Enumere a todas las personas mencionadas por su nombre en el párrafo del fragmento sobre la disputa entre un escritor y un embajador.

**Fragmento del texto**
══════
El blog de Luis Frías

octubre 06, 2007

¡Discutir, discutir, discutir!

Un mero encontronazo de ideas entre un escritor y un embajador, pronto se tornó un pleito de marchantes. El representante diplomático de Venezuela en México, Roy Chaderton, contestó a un artículo publicado por Carlos Fuentes, en donde el novelista había puesto a Hugo Chávez al lado de Mussolini y Hitler. Fuera de sus casillas, el embajador se abalanzó sin miramientos: “Los superhéroes se caen”, dijo en una conferencia. “Este personaje abandonó la región más transparente, sufrió un cambio de piel, ahora tiene el aura de converso, y en su avanzada senilidad ha terminado convertido en un gringo viejo”. Patético juego de palabras con los títulos de algunas obras de Fuentes. Ahora bien, el conspicuo miembro del Boom, alardeando su condición de gran literato, infligió otro juego de palabras grotesco. “El embajador Chaderton tiene nombre de pescado, de clapedide osificado, con cabeza dura, rabo amarillo y cola homocerca. Bien pensados: quiero decir sin columna vertebral: sábalo”. Lo dicho: un debate cualquiera, que acabó en una fabulosa gritería de mercado.
══════
**Datos proporcionados**
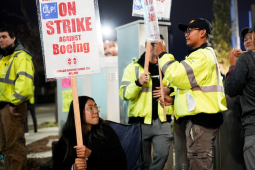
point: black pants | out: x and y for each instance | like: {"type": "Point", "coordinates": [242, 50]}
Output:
{"type": "Point", "coordinates": [31, 108]}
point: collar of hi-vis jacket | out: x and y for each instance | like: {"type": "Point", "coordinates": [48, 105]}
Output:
{"type": "Point", "coordinates": [202, 46]}
{"type": "Point", "coordinates": [11, 50]}
{"type": "Point", "coordinates": [141, 60]}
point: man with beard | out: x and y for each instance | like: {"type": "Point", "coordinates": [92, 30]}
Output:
{"type": "Point", "coordinates": [16, 86]}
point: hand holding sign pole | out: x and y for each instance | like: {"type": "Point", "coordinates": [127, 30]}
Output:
{"type": "Point", "coordinates": [152, 35]}
{"type": "Point", "coordinates": [71, 44]}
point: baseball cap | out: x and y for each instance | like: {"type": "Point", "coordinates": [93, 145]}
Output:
{"type": "Point", "coordinates": [198, 23]}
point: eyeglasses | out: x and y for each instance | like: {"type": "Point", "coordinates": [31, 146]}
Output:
{"type": "Point", "coordinates": [98, 108]}
{"type": "Point", "coordinates": [189, 30]}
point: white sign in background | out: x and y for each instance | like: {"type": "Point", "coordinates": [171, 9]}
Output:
{"type": "Point", "coordinates": [163, 8]}
{"type": "Point", "coordinates": [151, 21]}
{"type": "Point", "coordinates": [70, 40]}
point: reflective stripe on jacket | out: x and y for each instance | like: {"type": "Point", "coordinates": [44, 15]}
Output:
{"type": "Point", "coordinates": [17, 77]}
{"type": "Point", "coordinates": [140, 98]}
{"type": "Point", "coordinates": [198, 79]}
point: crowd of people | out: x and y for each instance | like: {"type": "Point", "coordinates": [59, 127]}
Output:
{"type": "Point", "coordinates": [193, 92]}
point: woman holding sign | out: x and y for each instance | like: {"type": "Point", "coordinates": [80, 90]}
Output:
{"type": "Point", "coordinates": [101, 146]}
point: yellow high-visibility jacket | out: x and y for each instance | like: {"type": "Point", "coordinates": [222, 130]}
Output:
{"type": "Point", "coordinates": [198, 79]}
{"type": "Point", "coordinates": [17, 77]}
{"type": "Point", "coordinates": [140, 98]}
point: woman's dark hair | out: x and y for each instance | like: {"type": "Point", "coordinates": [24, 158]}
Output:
══════
**Resultado**
Roy Chaderton, Carlos Fuentes, Hugo Chávez, Mussolini, Hitler